Every entry is to be transcribed as it stands. Images stay out.

# Available records
◆ ◆ ◆ ◆ ◆ ◆ ◆
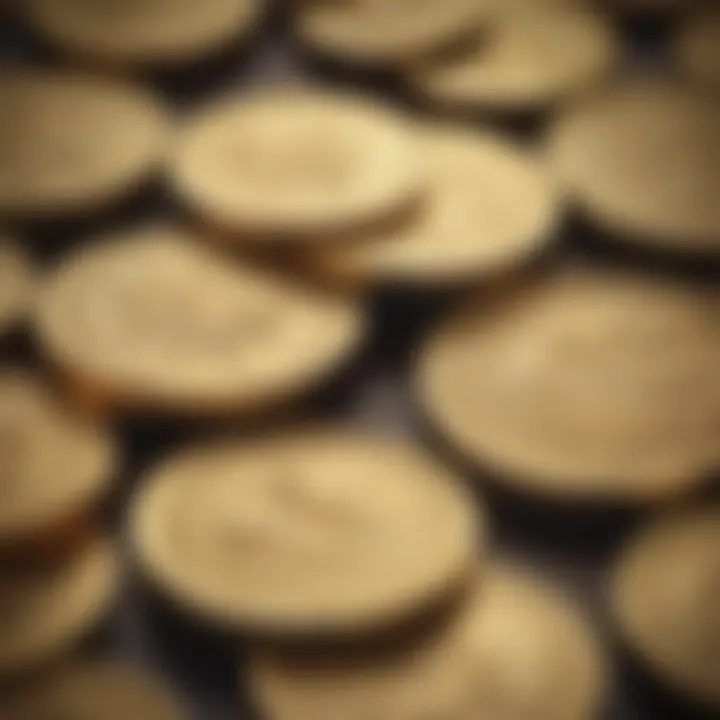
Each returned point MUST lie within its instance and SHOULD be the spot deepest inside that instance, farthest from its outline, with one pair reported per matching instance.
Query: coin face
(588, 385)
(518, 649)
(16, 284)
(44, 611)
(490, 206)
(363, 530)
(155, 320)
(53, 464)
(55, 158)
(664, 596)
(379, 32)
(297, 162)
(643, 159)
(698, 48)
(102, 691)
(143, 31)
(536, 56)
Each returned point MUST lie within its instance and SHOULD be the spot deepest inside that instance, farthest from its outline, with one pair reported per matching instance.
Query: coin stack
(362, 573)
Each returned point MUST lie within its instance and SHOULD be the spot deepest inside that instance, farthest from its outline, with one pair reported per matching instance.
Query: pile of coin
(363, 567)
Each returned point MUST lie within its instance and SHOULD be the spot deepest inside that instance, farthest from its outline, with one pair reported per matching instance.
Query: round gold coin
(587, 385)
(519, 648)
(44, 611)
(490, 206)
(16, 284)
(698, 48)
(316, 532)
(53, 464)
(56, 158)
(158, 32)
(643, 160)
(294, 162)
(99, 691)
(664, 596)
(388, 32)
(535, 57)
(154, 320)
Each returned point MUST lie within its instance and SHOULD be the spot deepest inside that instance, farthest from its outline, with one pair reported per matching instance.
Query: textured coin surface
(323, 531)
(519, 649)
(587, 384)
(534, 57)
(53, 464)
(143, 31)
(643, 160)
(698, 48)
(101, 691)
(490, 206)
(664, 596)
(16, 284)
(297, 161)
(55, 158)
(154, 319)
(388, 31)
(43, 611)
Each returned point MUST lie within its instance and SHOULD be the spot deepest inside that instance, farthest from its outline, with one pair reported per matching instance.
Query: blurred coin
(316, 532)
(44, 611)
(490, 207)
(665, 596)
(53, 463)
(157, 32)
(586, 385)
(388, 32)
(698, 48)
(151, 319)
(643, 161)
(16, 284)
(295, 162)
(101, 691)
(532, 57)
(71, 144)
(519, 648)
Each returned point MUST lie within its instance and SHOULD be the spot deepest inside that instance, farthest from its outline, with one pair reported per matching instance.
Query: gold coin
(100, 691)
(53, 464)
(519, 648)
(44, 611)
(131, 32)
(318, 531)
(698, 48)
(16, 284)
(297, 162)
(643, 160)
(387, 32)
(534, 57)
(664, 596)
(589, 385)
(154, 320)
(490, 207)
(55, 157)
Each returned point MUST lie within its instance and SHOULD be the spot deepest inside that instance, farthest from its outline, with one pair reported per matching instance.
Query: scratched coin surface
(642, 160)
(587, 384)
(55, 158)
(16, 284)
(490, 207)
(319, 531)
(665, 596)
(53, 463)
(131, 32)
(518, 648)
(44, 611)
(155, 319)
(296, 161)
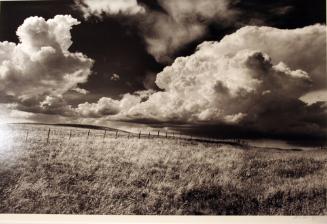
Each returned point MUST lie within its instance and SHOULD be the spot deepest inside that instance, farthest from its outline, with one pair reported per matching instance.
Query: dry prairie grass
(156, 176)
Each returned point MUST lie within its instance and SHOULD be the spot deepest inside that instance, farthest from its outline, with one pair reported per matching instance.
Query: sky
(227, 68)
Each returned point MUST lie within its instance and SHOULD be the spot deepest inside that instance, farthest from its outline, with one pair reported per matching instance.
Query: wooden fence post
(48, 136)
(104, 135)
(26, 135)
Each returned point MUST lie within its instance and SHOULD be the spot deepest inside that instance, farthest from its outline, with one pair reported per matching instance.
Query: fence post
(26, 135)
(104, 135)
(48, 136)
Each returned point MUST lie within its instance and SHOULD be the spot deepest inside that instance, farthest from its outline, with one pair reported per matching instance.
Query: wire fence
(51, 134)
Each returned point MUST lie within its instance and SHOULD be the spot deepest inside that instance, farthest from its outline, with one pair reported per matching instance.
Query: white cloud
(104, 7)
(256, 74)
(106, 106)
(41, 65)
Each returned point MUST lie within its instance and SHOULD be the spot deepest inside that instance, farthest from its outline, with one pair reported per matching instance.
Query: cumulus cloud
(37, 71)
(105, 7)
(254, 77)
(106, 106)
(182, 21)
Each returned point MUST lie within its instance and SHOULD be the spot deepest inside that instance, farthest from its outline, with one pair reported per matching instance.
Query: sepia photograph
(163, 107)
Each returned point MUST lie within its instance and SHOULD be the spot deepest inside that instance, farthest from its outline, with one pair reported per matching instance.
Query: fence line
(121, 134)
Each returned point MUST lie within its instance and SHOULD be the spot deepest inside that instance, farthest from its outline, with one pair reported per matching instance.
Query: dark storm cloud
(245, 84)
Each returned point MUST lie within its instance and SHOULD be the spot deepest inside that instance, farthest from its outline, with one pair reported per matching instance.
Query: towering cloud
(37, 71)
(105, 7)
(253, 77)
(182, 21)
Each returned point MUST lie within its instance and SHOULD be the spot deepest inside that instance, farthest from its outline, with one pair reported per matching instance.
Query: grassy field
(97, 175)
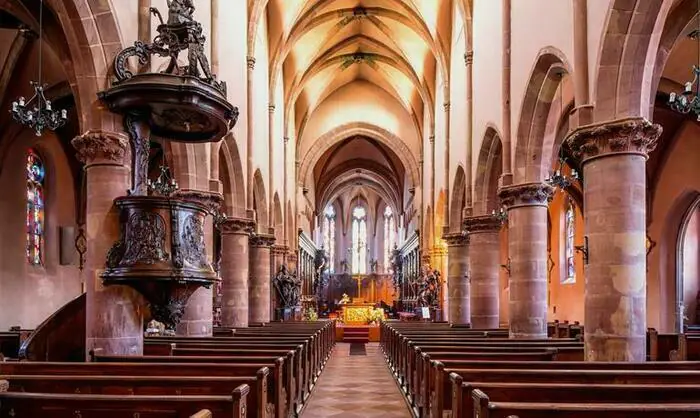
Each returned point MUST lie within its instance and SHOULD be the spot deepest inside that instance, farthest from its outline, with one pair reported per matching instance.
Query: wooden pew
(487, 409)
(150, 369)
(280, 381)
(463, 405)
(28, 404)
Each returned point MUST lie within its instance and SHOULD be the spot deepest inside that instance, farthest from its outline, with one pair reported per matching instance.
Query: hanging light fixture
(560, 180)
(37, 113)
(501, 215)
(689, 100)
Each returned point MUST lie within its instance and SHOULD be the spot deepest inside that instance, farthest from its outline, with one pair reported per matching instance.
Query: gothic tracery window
◆ ◆ ◆ ◆ ◆ ◆ ◆
# Solution to the problem
Each returned point MUST lie within its instance and SHOULD be the spot deepest inside that instance, farthest from its outline, with one pair reported per matching instance.
Query: coin face
(588, 385)
(518, 649)
(16, 284)
(44, 611)
(490, 206)
(363, 530)
(155, 320)
(53, 464)
(55, 158)
(664, 596)
(379, 32)
(297, 162)
(643, 159)
(698, 48)
(102, 691)
(143, 31)
(536, 56)
Each returned point MUST lie within its instance and SHOULD be the spot deepest inside that instance, farthest from its outline, with one pair reported per matching instance.
Query: coin stack
(362, 573)
Each returned point MUST lie within its instance and SHOULD be the spot deepest inside that instance, farthest from its outline, with one pair reported per matching instance.
Query: pile of coin
(363, 567)
Each returned point MUST lie within its instance and SHOULD be the spot deepest inside that instance, farthest from its outline, with one pair reported per matching instance.
Query: round gold coin
(587, 385)
(519, 648)
(44, 611)
(490, 206)
(16, 284)
(698, 48)
(316, 532)
(53, 464)
(56, 158)
(158, 32)
(643, 160)
(294, 162)
(99, 691)
(664, 596)
(388, 32)
(535, 57)
(154, 320)
Each returned point MUST lie within its instance and SHOULD be the spot deepest inside that instance, farthest from its outline, with one pair reported per matching instance.
Query: textured coin surface
(323, 531)
(519, 649)
(587, 384)
(534, 57)
(53, 464)
(143, 31)
(643, 160)
(698, 48)
(101, 691)
(490, 206)
(664, 596)
(16, 284)
(297, 161)
(55, 158)
(154, 319)
(388, 31)
(43, 611)
Each returned point MUST lie within its instance and SHOULD be the spot deepest inside that instance, farthest from its outline, with one pair reported per matching instance.
Query: blurred coin
(316, 532)
(44, 611)
(490, 207)
(665, 596)
(53, 463)
(157, 32)
(586, 385)
(388, 32)
(698, 48)
(151, 319)
(643, 161)
(16, 284)
(295, 162)
(101, 691)
(532, 57)
(71, 144)
(519, 648)
Each returned point MUST lie within its instance and SHOULD be the spot deepest inside that instance, farthest from its outline, with one pair reported per matching instance.
Query: gold coin
(100, 691)
(53, 464)
(519, 648)
(44, 611)
(131, 32)
(318, 531)
(698, 48)
(16, 284)
(297, 162)
(643, 160)
(387, 32)
(534, 57)
(664, 596)
(589, 385)
(154, 320)
(490, 207)
(55, 157)
Each returned point MUST lie within its instance and SHOULD be the spot deepest inside that instance, farthest from its outline, with one pair reported per matching instance.
Query: scratched coin surface
(642, 160)
(587, 384)
(55, 158)
(16, 284)
(490, 207)
(319, 531)
(665, 596)
(53, 463)
(131, 32)
(518, 648)
(44, 611)
(155, 319)
(296, 161)
Each returned point MUST lie within its instance and SHOULD be the spot deepest inside that instance, farthest from its outline, with one pair reported per matching instance.
Query: dry prairie grass
(156, 176)
Each returned point MUST lie within its instance and SHOULD be the spot deepest inside that instance, farthest from its outline, with one pair reported per matching instance.
Query: sky
(227, 68)
Each returned point MUST lie within its instance and SHOULD be the spot deepest inside that instance, farthest from its outline, with one pair reported per matching instance.
Query: wooden fence post
(48, 136)
(104, 135)
(26, 135)
Each returned point MUST lie within its instance and SHOULD be the spot deepest inside that instance, farthest from its outline, with one pair reported per matching instance.
Query: fence post
(26, 135)
(104, 135)
(48, 136)
Each returned point MUST lie within its instance and SHOULD be the spot deepest inside that instance, farthest from its outline, with one pair reported per matching instance.
Query: wire fence
(51, 134)
Each returned point MUST lie within its instance and SHOULD be the spot deepest inside that instance, farthest from its outline, with one pair reported per matching instance.
Query: white cloud
(104, 7)
(256, 74)
(106, 106)
(41, 65)
Each returned point MUST lie within its instance and SHOULD be the spot deepest inside that instance, farthest from its outline, with one pair reported per matching instance.
Query: cumulus cloud
(37, 71)
(105, 7)
(254, 77)
(106, 106)
(182, 21)
Each returned point MUST lie within its instance and SHOULD be the spot deepest inside that instance, farthest from its outline, with one pair reported per matching instance.
Query: sepia photograph
(163, 107)
Each returned point MUST lie within its instance and SHOULD be the spot deepest inside that instance, farthest from its outline, with one pair reported per matching instance.
Query: fence line
(121, 134)
Each returned point MUST lie within its instance and SHOULD be the spot deepest inside that instance, farthest from its outline, with one pair reported per matching instance.
Query: dark storm cloud
(245, 84)
Each returned point MUST lie within its instance and SHOULD be the spot deepest inside that instance, farthest from its outline, with one pair reported per matching instance.
Query: towering cloud
(37, 71)
(105, 7)
(253, 77)
(182, 21)
Each returned point MUST lie within its instance and SHOULD be the spot deepest inside that instance, farthest from its outline, with one pair reported per matching instance.
Query: grassy field
(97, 175)
Each returned point MUST lie within its instance and SHOULD be the spot deepest inside that instance, farthest from its outline, with one pair reported per matching instance.
Query: wooden pew
(487, 409)
(150, 369)
(280, 381)
(463, 405)
(28, 404)
Each returned point MUST lie within its instance and SHOULD be the spot deepest inside that instance, farthest from its outline, with one pair reported per matching instance.
Query: hanging light fixture
(560, 180)
(37, 113)
(501, 215)
(689, 100)
Each returned point MUST lie within its instance and SHOULD be the spot deepest inside that instance, farthest from its outline, with one pair reported per matching instance.
Query: gothic tracery window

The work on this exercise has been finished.